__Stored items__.
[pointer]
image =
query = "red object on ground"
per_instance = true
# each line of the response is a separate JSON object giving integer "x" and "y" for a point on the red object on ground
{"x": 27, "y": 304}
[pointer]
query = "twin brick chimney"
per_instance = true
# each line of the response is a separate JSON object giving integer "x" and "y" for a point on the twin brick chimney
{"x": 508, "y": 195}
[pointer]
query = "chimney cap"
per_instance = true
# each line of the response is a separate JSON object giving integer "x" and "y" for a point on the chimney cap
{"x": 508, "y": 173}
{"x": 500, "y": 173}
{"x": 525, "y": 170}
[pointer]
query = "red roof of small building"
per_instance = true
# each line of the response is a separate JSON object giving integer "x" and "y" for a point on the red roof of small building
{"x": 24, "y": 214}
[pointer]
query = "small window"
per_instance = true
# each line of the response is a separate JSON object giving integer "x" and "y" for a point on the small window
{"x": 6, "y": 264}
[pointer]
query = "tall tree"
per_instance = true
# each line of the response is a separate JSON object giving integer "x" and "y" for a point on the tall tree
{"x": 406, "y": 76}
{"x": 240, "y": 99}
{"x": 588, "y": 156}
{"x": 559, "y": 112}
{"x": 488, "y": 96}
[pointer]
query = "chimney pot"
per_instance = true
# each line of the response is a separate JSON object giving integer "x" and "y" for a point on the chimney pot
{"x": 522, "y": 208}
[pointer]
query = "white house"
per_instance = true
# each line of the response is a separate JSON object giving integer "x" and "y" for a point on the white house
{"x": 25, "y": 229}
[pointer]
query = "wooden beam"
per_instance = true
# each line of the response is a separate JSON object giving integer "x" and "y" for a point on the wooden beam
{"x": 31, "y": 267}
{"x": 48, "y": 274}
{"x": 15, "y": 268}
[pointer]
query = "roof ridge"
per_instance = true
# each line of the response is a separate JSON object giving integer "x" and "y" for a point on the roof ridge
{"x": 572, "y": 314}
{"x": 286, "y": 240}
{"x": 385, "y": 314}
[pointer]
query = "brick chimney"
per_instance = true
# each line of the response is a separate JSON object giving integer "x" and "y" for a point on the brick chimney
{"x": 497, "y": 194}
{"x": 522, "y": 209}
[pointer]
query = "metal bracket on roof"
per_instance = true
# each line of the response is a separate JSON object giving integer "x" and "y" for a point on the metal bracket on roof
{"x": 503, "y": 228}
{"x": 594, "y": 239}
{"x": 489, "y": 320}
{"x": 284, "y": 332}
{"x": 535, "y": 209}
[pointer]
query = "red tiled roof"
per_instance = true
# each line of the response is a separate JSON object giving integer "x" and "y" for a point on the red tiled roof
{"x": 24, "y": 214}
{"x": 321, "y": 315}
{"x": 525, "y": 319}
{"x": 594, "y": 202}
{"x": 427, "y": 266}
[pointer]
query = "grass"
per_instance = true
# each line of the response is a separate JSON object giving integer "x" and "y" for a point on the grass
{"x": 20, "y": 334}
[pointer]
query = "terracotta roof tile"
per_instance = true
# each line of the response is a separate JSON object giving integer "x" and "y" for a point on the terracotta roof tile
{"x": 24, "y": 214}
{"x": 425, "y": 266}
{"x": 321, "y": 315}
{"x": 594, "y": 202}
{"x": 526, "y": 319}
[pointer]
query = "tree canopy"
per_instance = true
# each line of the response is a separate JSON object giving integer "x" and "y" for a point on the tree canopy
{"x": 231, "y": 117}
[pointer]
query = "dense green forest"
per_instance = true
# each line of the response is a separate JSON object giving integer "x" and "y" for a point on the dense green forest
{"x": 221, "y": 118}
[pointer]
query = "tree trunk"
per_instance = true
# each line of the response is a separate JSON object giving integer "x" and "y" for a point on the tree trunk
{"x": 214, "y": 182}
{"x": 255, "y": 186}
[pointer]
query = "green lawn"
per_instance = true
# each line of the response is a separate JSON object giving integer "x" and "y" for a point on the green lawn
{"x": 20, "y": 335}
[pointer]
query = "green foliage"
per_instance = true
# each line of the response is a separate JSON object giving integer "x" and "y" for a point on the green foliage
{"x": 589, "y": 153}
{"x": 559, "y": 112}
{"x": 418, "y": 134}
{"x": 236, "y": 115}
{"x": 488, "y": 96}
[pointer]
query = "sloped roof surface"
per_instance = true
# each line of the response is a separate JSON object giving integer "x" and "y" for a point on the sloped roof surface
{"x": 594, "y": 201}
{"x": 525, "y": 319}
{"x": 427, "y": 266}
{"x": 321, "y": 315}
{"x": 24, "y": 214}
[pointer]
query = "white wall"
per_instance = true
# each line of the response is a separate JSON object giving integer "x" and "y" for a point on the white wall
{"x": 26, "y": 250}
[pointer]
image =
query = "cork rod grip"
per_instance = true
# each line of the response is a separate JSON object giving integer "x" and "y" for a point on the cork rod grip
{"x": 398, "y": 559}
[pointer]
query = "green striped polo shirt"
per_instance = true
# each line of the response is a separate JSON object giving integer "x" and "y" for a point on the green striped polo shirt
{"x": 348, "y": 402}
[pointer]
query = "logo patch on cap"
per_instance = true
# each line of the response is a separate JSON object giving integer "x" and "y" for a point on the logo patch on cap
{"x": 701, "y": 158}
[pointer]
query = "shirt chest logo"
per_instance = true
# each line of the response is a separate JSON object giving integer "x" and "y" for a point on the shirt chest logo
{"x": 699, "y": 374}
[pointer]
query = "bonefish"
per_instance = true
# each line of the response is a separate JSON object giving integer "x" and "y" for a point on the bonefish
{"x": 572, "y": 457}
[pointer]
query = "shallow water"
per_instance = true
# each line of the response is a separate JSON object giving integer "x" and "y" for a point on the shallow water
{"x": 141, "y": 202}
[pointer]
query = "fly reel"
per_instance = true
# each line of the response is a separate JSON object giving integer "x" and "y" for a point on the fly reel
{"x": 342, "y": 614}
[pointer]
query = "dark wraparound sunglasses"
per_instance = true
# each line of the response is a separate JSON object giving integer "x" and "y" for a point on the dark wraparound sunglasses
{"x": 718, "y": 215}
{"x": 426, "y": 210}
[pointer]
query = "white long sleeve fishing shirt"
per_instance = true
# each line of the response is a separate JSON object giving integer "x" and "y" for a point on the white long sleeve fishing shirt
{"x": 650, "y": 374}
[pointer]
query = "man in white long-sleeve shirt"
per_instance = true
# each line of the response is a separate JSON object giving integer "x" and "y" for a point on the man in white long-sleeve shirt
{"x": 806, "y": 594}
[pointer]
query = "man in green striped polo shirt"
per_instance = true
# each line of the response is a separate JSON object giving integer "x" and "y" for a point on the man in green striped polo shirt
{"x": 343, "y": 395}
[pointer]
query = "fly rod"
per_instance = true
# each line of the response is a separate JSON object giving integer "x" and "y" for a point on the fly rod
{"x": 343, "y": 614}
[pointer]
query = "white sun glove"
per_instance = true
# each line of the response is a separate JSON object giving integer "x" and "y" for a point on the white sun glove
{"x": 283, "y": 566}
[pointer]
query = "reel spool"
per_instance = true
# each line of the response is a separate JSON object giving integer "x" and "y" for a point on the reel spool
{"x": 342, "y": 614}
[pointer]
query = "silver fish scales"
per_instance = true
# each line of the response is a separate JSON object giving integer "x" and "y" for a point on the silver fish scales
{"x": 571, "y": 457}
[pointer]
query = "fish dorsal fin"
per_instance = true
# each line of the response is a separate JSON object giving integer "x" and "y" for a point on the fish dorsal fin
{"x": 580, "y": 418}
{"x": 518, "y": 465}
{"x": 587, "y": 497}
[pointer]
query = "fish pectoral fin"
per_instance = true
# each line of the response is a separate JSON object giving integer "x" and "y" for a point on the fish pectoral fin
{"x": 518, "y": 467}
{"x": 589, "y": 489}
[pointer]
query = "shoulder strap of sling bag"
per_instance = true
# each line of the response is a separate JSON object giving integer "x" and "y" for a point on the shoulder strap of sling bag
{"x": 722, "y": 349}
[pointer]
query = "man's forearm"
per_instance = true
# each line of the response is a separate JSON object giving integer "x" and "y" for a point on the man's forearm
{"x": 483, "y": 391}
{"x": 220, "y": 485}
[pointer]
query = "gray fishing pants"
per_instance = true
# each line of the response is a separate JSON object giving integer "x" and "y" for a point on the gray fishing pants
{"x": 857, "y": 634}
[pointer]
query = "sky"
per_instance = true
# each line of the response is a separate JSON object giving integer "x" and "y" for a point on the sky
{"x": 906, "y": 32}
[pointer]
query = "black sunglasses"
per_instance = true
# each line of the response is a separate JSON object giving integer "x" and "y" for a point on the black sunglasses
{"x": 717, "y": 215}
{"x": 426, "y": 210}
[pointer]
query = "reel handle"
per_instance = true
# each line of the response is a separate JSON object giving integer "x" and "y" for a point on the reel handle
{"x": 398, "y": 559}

__TASK INSTRUCTIONS__. Gather every line from the material above that includes the word "white", and copy each one in full.

__SOLUTION TO THIS TASK__.
query = "white house"
# each line of the response is a separate JSON object giving integer "x" and "y" for a point on the white house
query = "white wall"
# each line of the response is a separate JSON object giving integer "x" and "y" for a point on the white wall
query = "white long sleeve fishing shirt"
# each line of the response is a separate JSON object giving integer "x" and "y" for a point on the white long sleeve fishing shirt
query = "man in white long-sleeve shirt"
# each line of the response is a separate JSON object giving integer "x" and "y" for a point on the man in white long-sleeve shirt
query = "white sun glove"
# each line of the response is a separate JSON object giving integer "x" and "y" for a point on the white sun glove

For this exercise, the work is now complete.